### Provided text
************
Yesterday, Michael Gove announced plans to replace GCSEs with new, more rigorous qualifications in core academic subjects, called English Baccalaureate Certificates, from September 2015. There will be a single exam board for each subject, ending the competition between boards that has encouraged a race to the bottom. There will be no more modules, which encourage bite-size learning and teaching to the test. And there will be far less coursework, which favours pupils from better off backgrounds who can get help at home.
What Michael had to say must have been pretty dispiriting for young people who have worked hard for the grades they got this summer. Sometimes, however, politics is about telling people unpalatable truths.
I was in the first year to take GCSEs – we took one O Level in January and eight or nine GCSEs in June. Just three of my form got a grade A in the O Level; most - in some subjects, nearly all - got As at GCSE. I can say from personal experience that right from the start an A at GCSE was not equivalent to an A at O Level.
And they’ve been further devalued since then. Research by the University of Durham in 2006 found that GCSEs were a grade easier than a decade earlier.
The OECD’s assessment of the literacy, maths and science levels of 15 year-olds in education systems across the world, known as the Programme for International Student Assessment (PISA) survey, is further evidence that standards have slipped - between 2000 and 2009, we fell from 7th to 25th in reading, 8th to 27th in maths and 4th to 16th in science. And crucially this wasn’t because, although we were improving, other countries were improving faster - the OECD report found that, “results from PISA show no improvement in student learning outcomes”. In other words, more people were getting top grades every year but underlying attainment wasn’t improving – it was getting easier to get top grades.
************
### Data shown
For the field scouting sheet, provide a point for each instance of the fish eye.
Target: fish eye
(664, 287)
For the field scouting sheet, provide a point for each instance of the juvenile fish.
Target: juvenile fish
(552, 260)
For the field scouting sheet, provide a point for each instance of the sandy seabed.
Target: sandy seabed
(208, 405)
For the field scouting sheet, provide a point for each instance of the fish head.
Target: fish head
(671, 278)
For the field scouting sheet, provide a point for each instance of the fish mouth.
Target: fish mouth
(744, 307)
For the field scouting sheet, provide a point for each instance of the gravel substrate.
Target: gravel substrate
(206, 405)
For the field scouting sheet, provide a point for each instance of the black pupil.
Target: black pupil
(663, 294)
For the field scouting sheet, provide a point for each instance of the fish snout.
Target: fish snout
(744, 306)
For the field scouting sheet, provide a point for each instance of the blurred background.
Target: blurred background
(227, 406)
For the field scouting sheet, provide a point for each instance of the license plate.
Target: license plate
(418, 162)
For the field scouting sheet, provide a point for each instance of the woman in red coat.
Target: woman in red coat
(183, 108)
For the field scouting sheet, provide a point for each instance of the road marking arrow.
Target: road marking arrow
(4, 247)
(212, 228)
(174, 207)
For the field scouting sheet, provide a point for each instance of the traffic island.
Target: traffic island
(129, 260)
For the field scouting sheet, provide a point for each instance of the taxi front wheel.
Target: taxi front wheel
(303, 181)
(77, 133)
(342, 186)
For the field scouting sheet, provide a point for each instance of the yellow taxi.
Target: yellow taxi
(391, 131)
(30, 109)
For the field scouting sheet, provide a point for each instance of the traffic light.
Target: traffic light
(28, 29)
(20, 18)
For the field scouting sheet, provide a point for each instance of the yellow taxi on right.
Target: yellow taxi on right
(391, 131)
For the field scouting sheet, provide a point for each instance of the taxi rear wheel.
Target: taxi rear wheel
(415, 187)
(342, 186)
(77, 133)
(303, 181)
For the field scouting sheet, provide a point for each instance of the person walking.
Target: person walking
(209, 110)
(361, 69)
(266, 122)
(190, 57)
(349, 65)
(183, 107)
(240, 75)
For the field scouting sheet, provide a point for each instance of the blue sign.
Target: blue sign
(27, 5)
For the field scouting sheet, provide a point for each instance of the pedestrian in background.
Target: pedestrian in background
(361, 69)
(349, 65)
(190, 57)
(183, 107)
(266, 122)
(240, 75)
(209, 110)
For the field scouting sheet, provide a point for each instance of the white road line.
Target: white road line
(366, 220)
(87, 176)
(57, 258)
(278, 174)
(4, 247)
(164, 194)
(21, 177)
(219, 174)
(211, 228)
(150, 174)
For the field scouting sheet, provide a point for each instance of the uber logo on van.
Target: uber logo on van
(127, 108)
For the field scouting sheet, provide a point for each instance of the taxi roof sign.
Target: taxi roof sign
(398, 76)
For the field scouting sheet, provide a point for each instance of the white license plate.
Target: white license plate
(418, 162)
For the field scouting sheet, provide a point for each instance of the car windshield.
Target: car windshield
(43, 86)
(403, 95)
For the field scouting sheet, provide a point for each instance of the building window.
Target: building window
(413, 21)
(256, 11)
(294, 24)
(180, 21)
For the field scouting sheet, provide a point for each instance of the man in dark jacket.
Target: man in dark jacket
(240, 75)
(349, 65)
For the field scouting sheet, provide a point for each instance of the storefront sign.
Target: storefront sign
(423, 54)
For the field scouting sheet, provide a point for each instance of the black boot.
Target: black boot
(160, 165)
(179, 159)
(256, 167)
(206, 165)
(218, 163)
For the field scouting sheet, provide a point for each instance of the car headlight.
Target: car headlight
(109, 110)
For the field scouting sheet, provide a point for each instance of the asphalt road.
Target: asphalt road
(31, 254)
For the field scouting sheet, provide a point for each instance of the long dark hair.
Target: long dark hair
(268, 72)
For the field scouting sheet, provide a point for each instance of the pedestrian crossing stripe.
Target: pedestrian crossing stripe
************
### The tasks
**A.** According to the passage on GCSE reform, what did research by the University of Durham find in 2006?
**B.** In the passage on GCSE reform, swap "unpalatable" for "unwelcome" and write out the part starting with "What Michael had" and going on through "at O Level.".
**C.** In the passage on GCSE reform, list each subject whose PISA ranking the text says fell between 2000 and 2009, along with the starting and ending positions it gives.

### Written responses
**A.** It found that GCSEs were a grade easier than they had been a decade earlier.

**B.**
What Michael had to say must have been pretty dispiriting for young people who have worked hard for the grades they got this summer. Sometimes, however, politics is about telling people unwelcome truths.
I was in the first year to take GCSEs – we took one O Level in January and eight or nine GCSEs in June. Just three of my form got a grade A in the O Level; most - in some subjects, nearly all - got As at GCSE. I can say from personal experience that right from the start an A at GCSE was not equivalent to an A at O Level.

**C.**
- Reading: 7th to 25th
- Maths: 8th to 27th
- Science: 4th to 16th